Data excerpts section start
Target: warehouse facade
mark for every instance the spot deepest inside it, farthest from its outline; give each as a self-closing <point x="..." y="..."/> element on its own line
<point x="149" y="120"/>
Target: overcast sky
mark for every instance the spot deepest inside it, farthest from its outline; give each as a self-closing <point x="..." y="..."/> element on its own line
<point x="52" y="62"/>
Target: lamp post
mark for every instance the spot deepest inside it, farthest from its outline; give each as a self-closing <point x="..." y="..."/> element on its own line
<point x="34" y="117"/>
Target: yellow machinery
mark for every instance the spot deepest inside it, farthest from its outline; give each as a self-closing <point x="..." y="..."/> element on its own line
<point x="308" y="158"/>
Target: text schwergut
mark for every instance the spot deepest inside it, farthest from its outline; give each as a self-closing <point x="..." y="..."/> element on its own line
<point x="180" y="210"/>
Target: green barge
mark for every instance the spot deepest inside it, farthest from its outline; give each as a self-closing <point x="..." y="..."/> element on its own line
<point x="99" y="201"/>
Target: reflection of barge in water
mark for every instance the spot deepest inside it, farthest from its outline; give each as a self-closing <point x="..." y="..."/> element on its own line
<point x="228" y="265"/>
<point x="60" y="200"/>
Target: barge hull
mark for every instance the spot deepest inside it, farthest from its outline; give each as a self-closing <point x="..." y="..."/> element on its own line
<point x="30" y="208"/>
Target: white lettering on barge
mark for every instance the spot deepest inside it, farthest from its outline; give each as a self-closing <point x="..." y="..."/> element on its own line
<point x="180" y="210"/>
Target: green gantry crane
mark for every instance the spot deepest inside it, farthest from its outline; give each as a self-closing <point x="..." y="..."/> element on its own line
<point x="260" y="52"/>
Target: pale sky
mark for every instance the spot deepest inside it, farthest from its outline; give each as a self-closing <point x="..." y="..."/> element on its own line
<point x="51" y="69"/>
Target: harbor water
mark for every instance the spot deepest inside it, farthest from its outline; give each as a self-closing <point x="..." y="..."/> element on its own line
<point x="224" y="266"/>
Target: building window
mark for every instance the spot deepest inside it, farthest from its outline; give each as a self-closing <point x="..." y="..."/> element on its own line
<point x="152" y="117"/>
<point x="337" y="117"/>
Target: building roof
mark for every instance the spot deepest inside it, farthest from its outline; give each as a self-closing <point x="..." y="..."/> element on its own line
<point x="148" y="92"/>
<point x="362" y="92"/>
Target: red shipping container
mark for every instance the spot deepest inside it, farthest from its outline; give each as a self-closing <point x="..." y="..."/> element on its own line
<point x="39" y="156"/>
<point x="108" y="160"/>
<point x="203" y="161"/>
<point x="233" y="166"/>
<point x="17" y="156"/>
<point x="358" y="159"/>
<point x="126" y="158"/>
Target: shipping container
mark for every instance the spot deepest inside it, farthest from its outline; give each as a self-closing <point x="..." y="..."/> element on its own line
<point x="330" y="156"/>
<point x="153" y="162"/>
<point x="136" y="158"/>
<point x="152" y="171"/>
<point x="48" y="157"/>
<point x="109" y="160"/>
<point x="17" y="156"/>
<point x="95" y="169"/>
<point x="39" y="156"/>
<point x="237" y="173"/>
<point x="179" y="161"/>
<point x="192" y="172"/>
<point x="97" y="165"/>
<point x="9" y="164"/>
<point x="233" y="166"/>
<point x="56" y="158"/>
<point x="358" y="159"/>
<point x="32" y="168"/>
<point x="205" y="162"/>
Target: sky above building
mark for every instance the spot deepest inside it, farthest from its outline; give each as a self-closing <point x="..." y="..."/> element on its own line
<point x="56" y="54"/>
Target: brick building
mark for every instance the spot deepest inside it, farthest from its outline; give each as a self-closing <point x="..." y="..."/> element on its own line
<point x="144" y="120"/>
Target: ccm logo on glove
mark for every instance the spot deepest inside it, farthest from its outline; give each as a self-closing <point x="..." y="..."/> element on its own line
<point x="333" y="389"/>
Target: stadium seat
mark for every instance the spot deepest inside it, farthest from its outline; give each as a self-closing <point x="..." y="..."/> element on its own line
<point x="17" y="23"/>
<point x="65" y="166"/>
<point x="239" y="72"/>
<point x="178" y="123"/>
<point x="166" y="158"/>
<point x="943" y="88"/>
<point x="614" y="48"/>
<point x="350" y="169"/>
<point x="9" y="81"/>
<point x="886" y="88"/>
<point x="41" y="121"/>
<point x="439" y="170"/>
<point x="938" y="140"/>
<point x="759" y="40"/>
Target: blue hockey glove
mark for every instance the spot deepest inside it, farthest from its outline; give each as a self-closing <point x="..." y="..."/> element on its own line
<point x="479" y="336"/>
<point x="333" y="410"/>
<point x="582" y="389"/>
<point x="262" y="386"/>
Data excerpts section end
What to work on: The full listing above needs to be transcribed exactly.

The answer:
Target: warehouse facade
mark for every instance the spot deepest inside it, farthest from its outline; give each as a self-closing <point x="..." y="..."/> element on its own line
<point x="149" y="120"/>
Target: overcast sky
mark for every instance the spot deepest inside it, farthest from its outline; give each as a self-closing <point x="..." y="..."/> element on its own line
<point x="52" y="62"/>
Target: lamp post
mark for every instance the spot deepest inside it, farthest from its outline; give each as a self-closing <point x="..." y="..."/> element on its own line
<point x="34" y="117"/>
Target: yellow machinery
mark for every instance the spot deepest inside it, farthest from its outline; give each as a self-closing <point x="..." y="..."/> element on its own line
<point x="308" y="158"/>
Target: text schwergut
mark for every instance the spot deepest inside it, farthest from its outline; give each as a self-closing <point x="..." y="..."/> element on its own line
<point x="180" y="210"/>
Target: green barge
mark for every instance the spot deepest inside it, farthest from its outline; give each as a self-closing <point x="..." y="..."/> element on its own line
<point x="99" y="201"/>
Target: reflection of barge in water
mark for every instance the spot deepest inside it, farthest from its outline; give each as a self-closing <point x="..." y="..."/> element on its own line
<point x="228" y="265"/>
<point x="60" y="200"/>
Target: barge hull
mark for every instance the spot deepest inside it, farthest from its outline; give each as a self-closing <point x="..." y="..."/> element on its own line
<point x="30" y="208"/>
Target: white lettering on barge
mark for every instance the spot deepest inside it, farthest from its outline; give each as a self-closing <point x="..." y="..."/> element on its own line
<point x="180" y="210"/>
Target: green gantry crane
mark for every instance the spot deepest inside it, farthest from its outline; give each as a self-closing <point x="..." y="..."/> element on its own line
<point x="260" y="52"/>
Target: pale sky
mark for every instance the spot deepest inside it, farthest from its outline; give each as a self-closing <point x="..." y="..."/> element on its own line
<point x="51" y="69"/>
Target: harbor water
mark for every instance the spot deepest inside it, farthest from its outline; give each as a self-closing <point x="..." y="..."/> element on its own line
<point x="224" y="266"/>
Target: building window
mark for every instance the spot deepest inside it, farthest from its outline; give each as a self-closing <point x="..." y="..."/> element on its own line
<point x="152" y="117"/>
<point x="337" y="117"/>
Target: building roof
mark for every instance the spot deepest inside it, farthest from its outline; give each as a self-closing <point x="..." y="..."/> element on its own line
<point x="148" y="92"/>
<point x="362" y="92"/>
Target: red shipping container
mark for every instance the spot deepest inside it, farthest from its outline; give each as a self-closing <point x="..." y="..."/> element on its own line
<point x="39" y="156"/>
<point x="108" y="160"/>
<point x="203" y="161"/>
<point x="233" y="166"/>
<point x="17" y="156"/>
<point x="358" y="159"/>
<point x="126" y="158"/>
Target: shipping container
mark for every instance the spot deepest inside it, farthest from its outline; give each as a self-closing <point x="..." y="..."/> element on its own line
<point x="330" y="156"/>
<point x="153" y="162"/>
<point x="136" y="158"/>
<point x="152" y="171"/>
<point x="48" y="157"/>
<point x="109" y="160"/>
<point x="17" y="156"/>
<point x="95" y="169"/>
<point x="39" y="156"/>
<point x="237" y="173"/>
<point x="179" y="161"/>
<point x="192" y="172"/>
<point x="97" y="165"/>
<point x="9" y="164"/>
<point x="233" y="166"/>
<point x="56" y="158"/>
<point x="358" y="159"/>
<point x="32" y="168"/>
<point x="205" y="162"/>
Target: sky above building
mark for every instance the spot deepest inside it, farthest from its outline; give each as a self-closing <point x="..." y="..."/> element on its own line
<point x="56" y="54"/>
Target: brick building
mark for every instance the spot deepest inside it, farthest from its outline; give each as a self-closing <point x="..." y="..."/> element on its own line
<point x="144" y="120"/>
Target: ccm logo on glove
mark for every instance the spot deepest inside it, farthest from its outline; give each as a self-closing <point x="..." y="..."/> element on its own line
<point x="333" y="389"/>
Target: stadium seat
mark for every instance the spot deepest inside it, farthest from its outline; give each as a self-closing <point x="..." y="..."/> element on its own line
<point x="17" y="23"/>
<point x="65" y="166"/>
<point x="239" y="72"/>
<point x="178" y="123"/>
<point x="166" y="158"/>
<point x="943" y="88"/>
<point x="614" y="48"/>
<point x="350" y="169"/>
<point x="9" y="81"/>
<point x="886" y="88"/>
<point x="41" y="121"/>
<point x="439" y="170"/>
<point x="938" y="140"/>
<point x="759" y="40"/>
Target: blue hockey glove
mark for every instance the spot deepest inside it, farthest from its outline; give each as a self-closing <point x="..." y="..."/> element on its own line
<point x="479" y="336"/>
<point x="333" y="410"/>
<point x="582" y="389"/>
<point x="262" y="386"/>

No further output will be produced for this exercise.